A retrospective cohort study (the Tasmanian Chronic Kidney Disease study (CKD.TASlink)) using linked data from five health and two pathology datasets from the island state of Tasmania, Australia between 1/1/2004 and 31/12/2017. We used data on 460,737 Tasmanian adults (aged 18 years and older, representing 86.8% of the state's population) who had a serum creatinine measured during the study period. We defined CKD as per Kidney Disease Outcomes Quality Initiative, requiring two measures of estimated glomerular filtration rate (eGFR) <60 mL/min/1.73m2, at least three months apart. Kidney replacement therapy (KRT) included dialysis or kidney transplantation.
We identified 56,438 Tasmanians with CKD during the study period, equating to an age-standardised annual incidence of 1.0% and a prevalence of 6.5%. These figures were higher in women, older Tasmanians and people living in the North-West region of Tasmania. Testing for urinary albumin:creatinine ratio is increasing, with 28.5% of women and 30.8% of men with stage 3 CKD having both an eGFR and uACR in 2017. Use of KRT was consistently seen in >65% of Tasmanians with eGFR <15mL/min/1.73m2.
There is geographic and gender variation in the incidence and prevalence of CKD, but it is reassuring to see that the majority of people with end-stage kidney failure are actually receiving treatment with dialysis or transplantation.
The burden of chronic kidney disease (CKD) in Australia is increasing rapidly . However, the financial cost of treating all people with kidney failure with dialysis or kidney transplantation is unsustainable and the community cost undesirable . Early detection and intervention to prevent progression of CKD is relatively simple, cheap and a community priority. The population of Tasmania, an island state of Australia, has a high burden of chronic disease, including hypertension, obesity, cardiovascular disease and mental health problems . All of these are known risk factors for the development of kidney disease, a progressive condition that once it is well established, it is (currently) not possible to reverse.

* **RECORDED INFORMATION**:
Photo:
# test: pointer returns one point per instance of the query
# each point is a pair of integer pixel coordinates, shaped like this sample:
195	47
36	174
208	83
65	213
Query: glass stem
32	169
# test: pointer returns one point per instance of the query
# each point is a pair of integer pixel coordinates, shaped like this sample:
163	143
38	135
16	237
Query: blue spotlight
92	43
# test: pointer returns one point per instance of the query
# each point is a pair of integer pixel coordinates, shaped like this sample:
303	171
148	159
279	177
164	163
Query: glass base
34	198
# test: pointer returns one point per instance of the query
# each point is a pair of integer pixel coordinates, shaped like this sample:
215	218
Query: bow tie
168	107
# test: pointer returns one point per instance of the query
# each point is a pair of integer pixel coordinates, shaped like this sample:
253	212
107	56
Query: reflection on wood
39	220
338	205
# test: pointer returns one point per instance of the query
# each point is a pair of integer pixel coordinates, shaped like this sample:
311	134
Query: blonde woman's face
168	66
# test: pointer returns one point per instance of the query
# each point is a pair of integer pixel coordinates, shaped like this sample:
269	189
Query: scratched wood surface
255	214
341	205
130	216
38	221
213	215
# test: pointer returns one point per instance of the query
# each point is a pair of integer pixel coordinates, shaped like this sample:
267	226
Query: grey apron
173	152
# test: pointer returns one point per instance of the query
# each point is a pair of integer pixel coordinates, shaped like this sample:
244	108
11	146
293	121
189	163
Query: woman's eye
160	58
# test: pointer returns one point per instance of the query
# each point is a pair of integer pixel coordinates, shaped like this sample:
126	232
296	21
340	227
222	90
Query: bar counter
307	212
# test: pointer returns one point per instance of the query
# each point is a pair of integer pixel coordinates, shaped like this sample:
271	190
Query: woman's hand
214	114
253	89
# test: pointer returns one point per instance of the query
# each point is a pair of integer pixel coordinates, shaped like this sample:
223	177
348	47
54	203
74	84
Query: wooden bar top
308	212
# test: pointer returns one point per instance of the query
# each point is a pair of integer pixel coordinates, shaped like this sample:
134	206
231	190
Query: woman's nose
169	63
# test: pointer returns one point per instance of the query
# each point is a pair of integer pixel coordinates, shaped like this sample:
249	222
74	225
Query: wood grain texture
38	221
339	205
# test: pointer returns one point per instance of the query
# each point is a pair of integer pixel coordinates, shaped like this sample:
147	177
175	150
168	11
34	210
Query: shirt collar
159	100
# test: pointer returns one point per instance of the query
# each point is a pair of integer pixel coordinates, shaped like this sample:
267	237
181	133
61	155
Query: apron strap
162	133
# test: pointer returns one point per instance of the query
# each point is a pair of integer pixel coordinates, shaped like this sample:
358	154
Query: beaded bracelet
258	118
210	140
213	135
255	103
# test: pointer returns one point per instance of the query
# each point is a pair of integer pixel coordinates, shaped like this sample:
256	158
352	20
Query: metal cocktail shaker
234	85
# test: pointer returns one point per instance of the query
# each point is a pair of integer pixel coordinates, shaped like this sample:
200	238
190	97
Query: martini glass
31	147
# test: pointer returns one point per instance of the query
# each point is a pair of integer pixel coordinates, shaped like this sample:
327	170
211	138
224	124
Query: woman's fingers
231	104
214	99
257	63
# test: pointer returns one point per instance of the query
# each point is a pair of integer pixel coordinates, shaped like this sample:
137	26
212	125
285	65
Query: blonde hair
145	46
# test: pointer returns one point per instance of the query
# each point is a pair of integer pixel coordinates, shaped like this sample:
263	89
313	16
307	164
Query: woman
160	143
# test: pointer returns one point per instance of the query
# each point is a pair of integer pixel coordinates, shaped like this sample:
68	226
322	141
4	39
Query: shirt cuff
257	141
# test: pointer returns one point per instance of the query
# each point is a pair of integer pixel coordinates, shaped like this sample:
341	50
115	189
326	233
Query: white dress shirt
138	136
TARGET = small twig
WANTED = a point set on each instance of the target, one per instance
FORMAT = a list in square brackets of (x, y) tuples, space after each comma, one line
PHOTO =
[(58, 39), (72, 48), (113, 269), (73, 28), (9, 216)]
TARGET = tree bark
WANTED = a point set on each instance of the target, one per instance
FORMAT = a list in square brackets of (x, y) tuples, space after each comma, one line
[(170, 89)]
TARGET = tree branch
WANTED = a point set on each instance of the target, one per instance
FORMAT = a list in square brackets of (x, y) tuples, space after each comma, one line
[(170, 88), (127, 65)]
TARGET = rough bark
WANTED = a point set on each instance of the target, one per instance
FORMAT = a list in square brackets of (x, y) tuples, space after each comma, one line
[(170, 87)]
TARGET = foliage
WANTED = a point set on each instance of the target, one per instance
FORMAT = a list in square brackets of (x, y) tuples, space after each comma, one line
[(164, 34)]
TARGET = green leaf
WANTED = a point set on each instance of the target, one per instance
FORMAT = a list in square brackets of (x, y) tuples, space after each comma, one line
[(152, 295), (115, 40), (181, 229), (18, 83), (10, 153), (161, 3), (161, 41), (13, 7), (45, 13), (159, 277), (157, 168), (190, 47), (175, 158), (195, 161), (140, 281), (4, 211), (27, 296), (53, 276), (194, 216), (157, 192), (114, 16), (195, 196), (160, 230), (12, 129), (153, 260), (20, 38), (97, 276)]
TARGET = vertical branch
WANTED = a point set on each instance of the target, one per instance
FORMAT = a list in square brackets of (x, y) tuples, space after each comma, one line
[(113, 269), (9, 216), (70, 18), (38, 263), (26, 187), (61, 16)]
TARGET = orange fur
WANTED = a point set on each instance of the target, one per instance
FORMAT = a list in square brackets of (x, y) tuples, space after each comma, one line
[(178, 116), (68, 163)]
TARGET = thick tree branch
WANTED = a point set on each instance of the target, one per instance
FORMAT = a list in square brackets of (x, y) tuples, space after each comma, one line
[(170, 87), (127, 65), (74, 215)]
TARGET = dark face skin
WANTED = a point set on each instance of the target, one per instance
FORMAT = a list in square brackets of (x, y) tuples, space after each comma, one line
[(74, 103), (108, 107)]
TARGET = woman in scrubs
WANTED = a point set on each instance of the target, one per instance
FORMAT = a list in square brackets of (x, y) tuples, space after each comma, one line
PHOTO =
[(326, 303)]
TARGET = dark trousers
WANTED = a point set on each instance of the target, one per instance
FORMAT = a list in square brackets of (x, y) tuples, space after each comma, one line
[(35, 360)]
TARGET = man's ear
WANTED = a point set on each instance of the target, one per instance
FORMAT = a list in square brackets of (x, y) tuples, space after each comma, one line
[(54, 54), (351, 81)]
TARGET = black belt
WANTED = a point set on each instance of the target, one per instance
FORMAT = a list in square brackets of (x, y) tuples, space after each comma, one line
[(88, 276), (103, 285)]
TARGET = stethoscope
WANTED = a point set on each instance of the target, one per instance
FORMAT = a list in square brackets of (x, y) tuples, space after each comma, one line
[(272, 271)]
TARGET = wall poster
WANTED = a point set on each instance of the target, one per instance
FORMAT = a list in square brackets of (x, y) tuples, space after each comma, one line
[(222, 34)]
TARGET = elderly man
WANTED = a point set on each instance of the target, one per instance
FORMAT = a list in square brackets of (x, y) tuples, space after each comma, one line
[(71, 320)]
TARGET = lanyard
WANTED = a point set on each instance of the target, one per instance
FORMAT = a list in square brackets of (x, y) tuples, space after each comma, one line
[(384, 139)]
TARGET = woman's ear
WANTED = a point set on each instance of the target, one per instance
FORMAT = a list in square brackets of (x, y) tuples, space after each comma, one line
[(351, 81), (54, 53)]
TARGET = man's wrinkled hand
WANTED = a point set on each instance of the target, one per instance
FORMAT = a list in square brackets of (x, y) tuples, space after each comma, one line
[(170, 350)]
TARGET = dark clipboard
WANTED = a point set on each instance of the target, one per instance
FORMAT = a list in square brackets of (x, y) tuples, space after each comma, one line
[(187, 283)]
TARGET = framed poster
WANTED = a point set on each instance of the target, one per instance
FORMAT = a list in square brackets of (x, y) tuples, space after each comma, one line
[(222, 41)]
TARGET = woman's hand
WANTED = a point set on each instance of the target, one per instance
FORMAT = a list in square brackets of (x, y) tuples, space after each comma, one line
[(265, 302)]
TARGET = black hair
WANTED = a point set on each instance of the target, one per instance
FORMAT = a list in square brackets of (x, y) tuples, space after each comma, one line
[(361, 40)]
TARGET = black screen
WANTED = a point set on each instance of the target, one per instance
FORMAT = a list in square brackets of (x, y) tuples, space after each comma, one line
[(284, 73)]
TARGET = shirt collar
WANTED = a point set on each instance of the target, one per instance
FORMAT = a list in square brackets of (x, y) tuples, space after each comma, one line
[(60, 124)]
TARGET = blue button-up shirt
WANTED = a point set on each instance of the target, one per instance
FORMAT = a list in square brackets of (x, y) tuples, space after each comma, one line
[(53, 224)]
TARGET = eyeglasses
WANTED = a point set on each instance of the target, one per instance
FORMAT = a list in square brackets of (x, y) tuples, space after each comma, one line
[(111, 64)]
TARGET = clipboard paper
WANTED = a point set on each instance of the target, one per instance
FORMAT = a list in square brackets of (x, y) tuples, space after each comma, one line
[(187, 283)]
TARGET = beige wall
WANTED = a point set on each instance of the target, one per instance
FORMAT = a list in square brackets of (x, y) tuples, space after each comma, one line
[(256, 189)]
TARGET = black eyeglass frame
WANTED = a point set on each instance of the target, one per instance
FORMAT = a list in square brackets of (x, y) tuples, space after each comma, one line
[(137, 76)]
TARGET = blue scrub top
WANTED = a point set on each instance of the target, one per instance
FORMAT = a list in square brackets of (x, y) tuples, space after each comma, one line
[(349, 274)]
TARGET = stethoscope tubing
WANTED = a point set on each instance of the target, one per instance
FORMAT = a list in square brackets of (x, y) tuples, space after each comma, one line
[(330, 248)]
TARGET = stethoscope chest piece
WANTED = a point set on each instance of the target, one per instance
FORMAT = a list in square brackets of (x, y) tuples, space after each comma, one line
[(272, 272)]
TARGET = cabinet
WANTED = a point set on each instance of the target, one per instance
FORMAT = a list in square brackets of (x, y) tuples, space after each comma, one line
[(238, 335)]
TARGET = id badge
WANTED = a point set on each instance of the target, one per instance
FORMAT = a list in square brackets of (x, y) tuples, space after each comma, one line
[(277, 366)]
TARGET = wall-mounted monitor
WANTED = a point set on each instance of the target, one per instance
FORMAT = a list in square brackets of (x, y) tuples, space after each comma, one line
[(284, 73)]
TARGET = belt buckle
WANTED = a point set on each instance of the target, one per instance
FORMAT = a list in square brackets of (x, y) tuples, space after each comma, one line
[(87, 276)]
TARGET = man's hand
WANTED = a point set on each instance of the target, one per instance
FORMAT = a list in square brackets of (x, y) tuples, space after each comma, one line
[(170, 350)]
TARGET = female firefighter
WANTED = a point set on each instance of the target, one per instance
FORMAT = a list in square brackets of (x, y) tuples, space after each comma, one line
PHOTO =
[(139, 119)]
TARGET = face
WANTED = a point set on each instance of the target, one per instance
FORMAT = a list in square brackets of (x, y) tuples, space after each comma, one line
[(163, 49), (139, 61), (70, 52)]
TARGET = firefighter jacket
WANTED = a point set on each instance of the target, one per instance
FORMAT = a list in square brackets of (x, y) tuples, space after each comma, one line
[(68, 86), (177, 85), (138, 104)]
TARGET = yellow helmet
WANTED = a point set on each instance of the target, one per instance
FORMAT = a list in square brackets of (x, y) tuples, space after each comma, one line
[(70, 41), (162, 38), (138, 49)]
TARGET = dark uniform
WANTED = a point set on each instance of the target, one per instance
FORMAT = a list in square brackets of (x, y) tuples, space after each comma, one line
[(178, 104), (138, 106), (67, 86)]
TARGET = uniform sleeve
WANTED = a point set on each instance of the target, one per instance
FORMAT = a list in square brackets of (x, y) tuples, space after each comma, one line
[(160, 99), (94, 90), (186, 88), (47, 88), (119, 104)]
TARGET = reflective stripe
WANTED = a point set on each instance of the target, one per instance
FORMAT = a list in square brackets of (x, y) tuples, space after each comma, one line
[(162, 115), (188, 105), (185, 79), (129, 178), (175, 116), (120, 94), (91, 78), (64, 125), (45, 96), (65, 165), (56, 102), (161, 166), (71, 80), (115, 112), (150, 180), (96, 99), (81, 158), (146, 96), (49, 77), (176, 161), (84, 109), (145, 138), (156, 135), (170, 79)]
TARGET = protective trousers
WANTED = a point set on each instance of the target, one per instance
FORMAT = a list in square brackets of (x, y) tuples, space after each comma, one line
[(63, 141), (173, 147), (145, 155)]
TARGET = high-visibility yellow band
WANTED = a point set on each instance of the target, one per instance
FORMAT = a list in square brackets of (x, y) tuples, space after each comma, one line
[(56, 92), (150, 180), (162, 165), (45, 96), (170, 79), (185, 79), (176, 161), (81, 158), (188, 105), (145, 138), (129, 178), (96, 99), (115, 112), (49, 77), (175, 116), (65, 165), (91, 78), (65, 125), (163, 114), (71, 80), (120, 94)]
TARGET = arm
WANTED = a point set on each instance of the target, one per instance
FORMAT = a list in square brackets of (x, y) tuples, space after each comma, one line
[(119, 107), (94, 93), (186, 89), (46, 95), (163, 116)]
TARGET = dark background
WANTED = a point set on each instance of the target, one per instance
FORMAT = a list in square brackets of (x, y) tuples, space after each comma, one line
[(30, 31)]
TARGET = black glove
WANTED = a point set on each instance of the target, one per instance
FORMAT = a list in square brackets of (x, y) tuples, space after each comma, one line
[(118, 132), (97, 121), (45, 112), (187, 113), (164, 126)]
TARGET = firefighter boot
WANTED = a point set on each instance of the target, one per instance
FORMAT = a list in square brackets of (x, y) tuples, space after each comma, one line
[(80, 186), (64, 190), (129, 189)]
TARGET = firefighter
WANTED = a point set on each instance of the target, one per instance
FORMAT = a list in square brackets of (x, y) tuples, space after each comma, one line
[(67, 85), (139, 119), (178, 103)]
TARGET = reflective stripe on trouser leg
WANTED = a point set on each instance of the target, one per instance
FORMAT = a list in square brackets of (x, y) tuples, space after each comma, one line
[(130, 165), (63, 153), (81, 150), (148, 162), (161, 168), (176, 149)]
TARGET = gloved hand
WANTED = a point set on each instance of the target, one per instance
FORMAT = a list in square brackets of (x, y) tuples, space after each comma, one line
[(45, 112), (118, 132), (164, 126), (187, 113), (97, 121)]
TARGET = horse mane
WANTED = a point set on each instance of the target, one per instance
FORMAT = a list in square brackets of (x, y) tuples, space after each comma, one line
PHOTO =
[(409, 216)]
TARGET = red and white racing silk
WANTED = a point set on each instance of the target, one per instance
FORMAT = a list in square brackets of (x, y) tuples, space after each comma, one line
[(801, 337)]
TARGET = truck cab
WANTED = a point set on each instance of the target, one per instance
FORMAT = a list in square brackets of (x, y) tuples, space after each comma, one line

* **WHAT IS REQUIRED**:
Translate this sentence from the Tasmanian kidney disease study into Spanish: "Early detection and intervention to prevent progression of CKD is relatively simple, cheap and a community priority." The material stands apart from the Tasmanian kidney disease study text.

* **THE COMPLETED TASK**:
La detección temprana y la intervención para prevenir la progresión de la ERC son relativamente sencillas, baratas y una prioridad para la comunidad.